* _What you will do_:
Rewrite every line of the entries below in full, and reduce each polygon outline coordinate in the answers by 46.

## start Data in this exercise

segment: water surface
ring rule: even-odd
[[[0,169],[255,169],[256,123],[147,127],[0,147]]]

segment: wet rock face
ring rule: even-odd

## end Data in this exercise

* _Worked solution_:
segment: water surface
ring rule: even-odd
[[[-46,123],[209,123],[210,77],[101,81],[-46,101]]]

segment: wet rock face
ring rule: even-odd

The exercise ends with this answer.